··· TEXTO APRESENTADO
Em Niamey existe um centro de acolhimento da Organização Internacional para as Migrações (OIM). Aqui são acolhidos os jovens "revenants", que não conseguiram atravessar o deserto e se veem obrigados a regressar aos seus países de origem. A OIM, que faz parte do sistema das Nações Unidas, dá-lhes abrigo provisório, alimentação e apoio na obtenção de passaportes e outros documentos.
Foto: DW/
À espera do regresso a casa
Os jovens que procuram apoio no centro da OIM vêm dos mais diferentes países: Guiné-Conacri, Mali, Senegal, Gâmbia ou Guiné-Bissau, movidos sobretudo por objetivos económicos. Muitos tiraram cursos superiores, mas não arranjam trabalho. Muitas famílias apostam na emigração de pelo menos um filho. Caso esse filho seja bem sucedido poderá eventualmente apoiar economicamente o resto da família.
······
INSTRUÇÕES DO EXERCÍCIO
Prossiga o texto sobre o centro de acolhimento da OIM em Niamey a partir da última frase apresentada. As linhas abaixo não intervêm neste exercício.
··· DADOS DE ENTRADA
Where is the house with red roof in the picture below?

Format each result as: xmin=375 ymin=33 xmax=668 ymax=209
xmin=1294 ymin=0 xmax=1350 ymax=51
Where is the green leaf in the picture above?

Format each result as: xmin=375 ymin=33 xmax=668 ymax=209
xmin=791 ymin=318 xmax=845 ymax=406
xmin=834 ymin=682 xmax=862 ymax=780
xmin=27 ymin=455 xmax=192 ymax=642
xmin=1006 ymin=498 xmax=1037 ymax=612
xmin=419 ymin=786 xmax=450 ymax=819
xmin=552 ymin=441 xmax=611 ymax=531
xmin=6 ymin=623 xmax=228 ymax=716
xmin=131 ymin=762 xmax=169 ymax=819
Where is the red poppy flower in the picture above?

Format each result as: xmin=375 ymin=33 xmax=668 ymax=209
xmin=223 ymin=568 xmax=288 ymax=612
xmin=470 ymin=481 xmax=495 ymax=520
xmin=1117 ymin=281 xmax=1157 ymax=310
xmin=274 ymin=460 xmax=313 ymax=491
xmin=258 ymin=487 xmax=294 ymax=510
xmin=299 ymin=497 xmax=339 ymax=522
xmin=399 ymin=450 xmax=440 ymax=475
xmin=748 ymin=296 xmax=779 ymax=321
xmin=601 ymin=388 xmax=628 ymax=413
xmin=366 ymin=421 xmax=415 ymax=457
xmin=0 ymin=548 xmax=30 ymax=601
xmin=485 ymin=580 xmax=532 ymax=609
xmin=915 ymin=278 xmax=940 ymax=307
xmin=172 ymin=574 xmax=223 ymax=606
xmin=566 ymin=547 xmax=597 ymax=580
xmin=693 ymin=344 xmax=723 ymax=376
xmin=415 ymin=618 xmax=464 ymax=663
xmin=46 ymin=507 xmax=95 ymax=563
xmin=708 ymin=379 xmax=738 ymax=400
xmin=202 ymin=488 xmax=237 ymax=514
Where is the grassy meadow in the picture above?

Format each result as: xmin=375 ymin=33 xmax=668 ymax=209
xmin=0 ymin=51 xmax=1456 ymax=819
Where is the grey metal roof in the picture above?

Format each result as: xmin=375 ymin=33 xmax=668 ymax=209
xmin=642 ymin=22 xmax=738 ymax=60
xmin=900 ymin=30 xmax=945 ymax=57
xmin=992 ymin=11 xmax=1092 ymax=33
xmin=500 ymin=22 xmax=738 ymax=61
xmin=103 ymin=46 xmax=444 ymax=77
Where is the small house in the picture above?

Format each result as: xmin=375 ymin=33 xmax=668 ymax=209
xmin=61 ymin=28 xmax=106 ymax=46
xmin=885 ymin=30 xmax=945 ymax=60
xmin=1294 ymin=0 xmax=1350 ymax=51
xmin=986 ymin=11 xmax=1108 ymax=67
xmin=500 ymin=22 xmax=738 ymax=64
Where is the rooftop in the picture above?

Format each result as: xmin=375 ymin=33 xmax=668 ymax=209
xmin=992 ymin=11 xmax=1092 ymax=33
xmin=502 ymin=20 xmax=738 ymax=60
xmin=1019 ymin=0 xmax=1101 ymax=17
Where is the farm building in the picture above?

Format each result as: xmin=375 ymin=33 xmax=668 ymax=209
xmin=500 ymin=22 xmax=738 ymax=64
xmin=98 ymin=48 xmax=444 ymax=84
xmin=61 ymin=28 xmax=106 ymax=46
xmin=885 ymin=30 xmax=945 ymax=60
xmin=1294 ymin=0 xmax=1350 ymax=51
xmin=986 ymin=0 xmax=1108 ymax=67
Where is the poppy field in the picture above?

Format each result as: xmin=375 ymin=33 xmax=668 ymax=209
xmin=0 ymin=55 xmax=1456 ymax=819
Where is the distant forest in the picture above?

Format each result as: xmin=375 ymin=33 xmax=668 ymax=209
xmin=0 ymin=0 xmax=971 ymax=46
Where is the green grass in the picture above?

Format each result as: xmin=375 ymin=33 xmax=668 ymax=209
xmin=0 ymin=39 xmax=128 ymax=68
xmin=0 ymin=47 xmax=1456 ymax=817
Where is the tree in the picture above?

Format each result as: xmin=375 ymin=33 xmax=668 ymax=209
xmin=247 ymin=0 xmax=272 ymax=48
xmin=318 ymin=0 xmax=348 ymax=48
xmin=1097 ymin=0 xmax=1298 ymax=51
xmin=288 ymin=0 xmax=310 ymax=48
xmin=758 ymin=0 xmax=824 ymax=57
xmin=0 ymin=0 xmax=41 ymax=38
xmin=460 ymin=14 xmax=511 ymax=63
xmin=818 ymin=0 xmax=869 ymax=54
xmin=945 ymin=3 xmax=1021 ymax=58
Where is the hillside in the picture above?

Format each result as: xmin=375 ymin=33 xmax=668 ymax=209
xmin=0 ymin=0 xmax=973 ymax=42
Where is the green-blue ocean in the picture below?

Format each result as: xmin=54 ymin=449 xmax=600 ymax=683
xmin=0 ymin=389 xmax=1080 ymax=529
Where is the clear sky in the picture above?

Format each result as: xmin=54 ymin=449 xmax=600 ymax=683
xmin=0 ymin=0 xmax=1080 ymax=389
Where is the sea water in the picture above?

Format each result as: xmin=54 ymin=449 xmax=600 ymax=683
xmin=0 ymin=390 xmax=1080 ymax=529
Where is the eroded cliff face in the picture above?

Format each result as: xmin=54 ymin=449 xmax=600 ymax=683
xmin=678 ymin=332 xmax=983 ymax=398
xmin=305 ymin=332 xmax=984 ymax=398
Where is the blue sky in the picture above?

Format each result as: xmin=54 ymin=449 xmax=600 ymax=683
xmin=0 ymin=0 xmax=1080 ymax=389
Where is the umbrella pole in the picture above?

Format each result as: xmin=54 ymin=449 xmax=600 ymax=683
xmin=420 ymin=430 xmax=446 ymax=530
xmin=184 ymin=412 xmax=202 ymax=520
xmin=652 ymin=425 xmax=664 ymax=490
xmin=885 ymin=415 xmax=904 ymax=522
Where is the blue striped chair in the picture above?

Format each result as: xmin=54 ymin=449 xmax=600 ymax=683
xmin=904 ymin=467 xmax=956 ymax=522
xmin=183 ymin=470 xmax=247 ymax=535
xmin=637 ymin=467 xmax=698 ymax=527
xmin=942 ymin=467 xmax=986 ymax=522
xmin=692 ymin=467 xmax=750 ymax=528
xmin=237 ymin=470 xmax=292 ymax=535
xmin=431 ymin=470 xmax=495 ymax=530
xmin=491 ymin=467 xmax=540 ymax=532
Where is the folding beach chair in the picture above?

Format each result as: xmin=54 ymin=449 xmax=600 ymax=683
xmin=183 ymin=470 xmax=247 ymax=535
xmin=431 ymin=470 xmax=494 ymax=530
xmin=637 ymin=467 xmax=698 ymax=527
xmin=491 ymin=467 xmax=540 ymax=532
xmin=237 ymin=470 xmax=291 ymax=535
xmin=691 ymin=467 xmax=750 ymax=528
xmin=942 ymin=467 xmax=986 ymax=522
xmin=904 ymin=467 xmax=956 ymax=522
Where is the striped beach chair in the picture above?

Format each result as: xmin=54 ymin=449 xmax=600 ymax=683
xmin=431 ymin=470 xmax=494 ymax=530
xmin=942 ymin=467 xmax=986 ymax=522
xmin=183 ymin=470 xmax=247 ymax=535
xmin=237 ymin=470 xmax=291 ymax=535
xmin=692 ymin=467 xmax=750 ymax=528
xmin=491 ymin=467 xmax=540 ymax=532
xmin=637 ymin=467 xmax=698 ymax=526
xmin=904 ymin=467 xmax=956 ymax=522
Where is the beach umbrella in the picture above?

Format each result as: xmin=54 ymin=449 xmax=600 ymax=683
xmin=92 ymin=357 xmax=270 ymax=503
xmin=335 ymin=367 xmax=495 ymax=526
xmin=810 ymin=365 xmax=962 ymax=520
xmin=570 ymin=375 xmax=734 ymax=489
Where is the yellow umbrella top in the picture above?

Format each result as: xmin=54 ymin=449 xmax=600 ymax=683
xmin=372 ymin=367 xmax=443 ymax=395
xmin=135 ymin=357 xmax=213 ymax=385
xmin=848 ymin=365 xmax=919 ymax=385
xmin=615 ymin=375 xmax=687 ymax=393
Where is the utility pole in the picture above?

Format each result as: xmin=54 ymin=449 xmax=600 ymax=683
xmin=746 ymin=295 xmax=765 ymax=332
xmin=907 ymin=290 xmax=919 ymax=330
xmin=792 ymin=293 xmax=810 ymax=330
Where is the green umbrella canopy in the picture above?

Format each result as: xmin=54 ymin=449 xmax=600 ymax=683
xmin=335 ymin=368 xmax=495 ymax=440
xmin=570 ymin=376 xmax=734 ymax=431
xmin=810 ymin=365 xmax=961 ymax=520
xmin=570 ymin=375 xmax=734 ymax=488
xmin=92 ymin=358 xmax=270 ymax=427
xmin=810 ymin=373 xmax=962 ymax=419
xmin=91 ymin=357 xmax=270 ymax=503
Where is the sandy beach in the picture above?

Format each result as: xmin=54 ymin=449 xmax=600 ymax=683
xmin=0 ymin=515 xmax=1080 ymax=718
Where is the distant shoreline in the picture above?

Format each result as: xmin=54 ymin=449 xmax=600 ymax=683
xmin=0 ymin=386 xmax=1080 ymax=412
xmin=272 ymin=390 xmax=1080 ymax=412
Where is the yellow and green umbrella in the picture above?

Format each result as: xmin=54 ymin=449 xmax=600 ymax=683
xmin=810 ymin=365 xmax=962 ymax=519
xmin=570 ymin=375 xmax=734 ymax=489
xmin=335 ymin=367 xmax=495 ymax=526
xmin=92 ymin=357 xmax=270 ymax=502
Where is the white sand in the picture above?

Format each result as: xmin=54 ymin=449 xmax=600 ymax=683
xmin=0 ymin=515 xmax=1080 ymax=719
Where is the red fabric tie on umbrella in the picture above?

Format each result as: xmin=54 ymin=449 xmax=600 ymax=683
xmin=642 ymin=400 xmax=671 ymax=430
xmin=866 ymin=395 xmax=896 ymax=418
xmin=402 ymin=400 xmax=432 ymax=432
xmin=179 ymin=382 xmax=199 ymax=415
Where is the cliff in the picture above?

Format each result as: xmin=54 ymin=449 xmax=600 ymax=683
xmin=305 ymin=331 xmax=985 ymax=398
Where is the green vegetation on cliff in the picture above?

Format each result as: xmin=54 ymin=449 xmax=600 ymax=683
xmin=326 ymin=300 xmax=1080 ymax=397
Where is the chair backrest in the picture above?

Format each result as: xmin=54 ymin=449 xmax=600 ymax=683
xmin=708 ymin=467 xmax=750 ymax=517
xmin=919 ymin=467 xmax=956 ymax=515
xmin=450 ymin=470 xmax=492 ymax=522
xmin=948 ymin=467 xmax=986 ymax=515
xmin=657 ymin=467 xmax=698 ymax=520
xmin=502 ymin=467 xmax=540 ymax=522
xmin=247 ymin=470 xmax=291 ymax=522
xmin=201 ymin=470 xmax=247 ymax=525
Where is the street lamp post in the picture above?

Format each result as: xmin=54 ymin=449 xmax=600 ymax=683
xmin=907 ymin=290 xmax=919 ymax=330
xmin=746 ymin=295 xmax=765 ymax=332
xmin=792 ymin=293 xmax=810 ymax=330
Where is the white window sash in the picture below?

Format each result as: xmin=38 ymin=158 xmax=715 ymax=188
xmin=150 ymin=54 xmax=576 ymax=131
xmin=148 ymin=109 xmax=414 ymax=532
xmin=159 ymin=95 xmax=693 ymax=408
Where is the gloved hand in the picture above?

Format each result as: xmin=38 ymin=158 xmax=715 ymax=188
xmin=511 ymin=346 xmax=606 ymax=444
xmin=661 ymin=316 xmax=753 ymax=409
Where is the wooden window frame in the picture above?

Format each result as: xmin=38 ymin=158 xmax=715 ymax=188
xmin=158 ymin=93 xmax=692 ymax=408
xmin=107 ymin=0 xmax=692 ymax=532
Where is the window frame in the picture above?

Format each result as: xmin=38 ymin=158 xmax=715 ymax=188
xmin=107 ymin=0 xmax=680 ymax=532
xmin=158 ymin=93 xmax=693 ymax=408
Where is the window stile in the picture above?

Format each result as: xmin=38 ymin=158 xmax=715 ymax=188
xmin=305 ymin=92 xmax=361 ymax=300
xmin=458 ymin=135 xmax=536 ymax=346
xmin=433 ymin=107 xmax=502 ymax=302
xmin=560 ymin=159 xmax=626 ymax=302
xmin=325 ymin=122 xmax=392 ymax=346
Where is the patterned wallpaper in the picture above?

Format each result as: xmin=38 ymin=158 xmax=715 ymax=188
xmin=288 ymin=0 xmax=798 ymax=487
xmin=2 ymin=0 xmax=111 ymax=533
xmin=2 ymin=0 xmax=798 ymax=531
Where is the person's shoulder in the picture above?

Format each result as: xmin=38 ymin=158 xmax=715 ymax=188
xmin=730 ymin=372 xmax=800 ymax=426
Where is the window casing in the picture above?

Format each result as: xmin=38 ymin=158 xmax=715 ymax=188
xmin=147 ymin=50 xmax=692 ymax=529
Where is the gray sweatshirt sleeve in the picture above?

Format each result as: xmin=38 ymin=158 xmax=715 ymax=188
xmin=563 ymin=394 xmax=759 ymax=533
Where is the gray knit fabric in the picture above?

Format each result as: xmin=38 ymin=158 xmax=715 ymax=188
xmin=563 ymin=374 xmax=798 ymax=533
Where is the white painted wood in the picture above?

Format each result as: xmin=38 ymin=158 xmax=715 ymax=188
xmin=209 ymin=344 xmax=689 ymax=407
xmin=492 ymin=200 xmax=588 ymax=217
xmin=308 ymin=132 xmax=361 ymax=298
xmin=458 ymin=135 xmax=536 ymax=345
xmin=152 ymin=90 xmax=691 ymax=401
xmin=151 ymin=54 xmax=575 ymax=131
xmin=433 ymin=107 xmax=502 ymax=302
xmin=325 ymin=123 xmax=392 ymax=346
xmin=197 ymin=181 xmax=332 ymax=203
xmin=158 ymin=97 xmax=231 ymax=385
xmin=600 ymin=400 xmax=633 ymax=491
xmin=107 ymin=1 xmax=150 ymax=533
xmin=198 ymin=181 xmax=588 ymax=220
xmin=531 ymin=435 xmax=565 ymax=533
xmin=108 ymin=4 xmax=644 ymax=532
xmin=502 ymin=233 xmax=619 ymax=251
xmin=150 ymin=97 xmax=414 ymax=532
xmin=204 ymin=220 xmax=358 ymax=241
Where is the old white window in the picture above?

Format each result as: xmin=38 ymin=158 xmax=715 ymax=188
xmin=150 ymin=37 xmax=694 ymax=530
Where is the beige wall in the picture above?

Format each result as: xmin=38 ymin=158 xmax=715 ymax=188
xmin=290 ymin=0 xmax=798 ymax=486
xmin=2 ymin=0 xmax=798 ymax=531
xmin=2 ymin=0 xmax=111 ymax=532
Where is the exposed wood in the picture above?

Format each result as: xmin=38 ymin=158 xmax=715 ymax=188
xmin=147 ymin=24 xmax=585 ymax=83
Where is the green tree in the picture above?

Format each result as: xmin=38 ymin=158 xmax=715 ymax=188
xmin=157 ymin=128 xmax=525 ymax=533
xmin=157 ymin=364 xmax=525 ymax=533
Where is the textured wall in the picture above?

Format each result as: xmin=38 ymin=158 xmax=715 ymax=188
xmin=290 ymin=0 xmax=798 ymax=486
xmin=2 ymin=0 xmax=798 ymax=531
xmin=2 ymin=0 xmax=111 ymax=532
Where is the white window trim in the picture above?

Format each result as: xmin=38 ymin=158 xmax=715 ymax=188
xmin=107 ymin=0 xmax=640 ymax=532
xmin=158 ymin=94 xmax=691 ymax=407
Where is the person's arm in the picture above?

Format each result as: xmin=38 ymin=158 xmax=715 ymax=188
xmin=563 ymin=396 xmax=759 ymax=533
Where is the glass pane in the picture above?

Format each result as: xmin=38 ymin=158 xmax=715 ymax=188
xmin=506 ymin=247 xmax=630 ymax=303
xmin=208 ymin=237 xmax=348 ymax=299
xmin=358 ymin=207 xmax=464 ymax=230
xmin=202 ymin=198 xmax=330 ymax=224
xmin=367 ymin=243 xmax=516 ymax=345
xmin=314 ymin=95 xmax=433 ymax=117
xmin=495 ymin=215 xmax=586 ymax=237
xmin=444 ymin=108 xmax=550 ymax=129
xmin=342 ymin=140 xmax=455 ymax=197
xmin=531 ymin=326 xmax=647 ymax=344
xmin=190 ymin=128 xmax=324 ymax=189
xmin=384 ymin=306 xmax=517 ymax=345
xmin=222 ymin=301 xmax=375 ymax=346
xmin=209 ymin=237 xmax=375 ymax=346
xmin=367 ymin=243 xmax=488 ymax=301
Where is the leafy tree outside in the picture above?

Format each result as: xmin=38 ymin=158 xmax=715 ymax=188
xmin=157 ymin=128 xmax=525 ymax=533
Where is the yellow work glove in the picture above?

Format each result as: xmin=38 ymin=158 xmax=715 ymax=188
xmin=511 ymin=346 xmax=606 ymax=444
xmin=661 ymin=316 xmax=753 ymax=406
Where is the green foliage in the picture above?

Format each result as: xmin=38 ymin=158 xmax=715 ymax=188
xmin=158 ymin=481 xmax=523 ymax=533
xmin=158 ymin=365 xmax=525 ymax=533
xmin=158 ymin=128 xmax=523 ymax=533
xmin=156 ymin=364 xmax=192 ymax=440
······
RESPOSTA
Foto: DW/A. Cascais
Frustrados por terem falhado a Europa
Muitos investiram todas as suas economias, pediram dinheiro a familiares e perderam tudo. Agora esperam pelo regresso aos seus países com a sensação de terem sofrido grandes derrotas pessoais. Os assistentes sociais falam de casos em que os jovens não se atrevem a voltar ao seio das suas famílias, "por sentirem vergonha". Precisam de apoio psicológico, mas esse apoio não existe.
Foto: DW/A. Cascais
Otimismo apesar das derrotas
Alguns dos migrantes sofrem lesões e contraem doenças durante a travessia do deserto, mas mesmo assim não perdem o ânimo. Em muitos casos, os jovens tentam várias vezes, ao longo da vida, atingir a terra prometida: a Europa. Muitos nunca o conseguem, mas não perdem o otimismo. Em 2016, a OIM prestou apoio a mais de 6 mil "revenants" - migrantes que não foram bem sucedidos no Níger.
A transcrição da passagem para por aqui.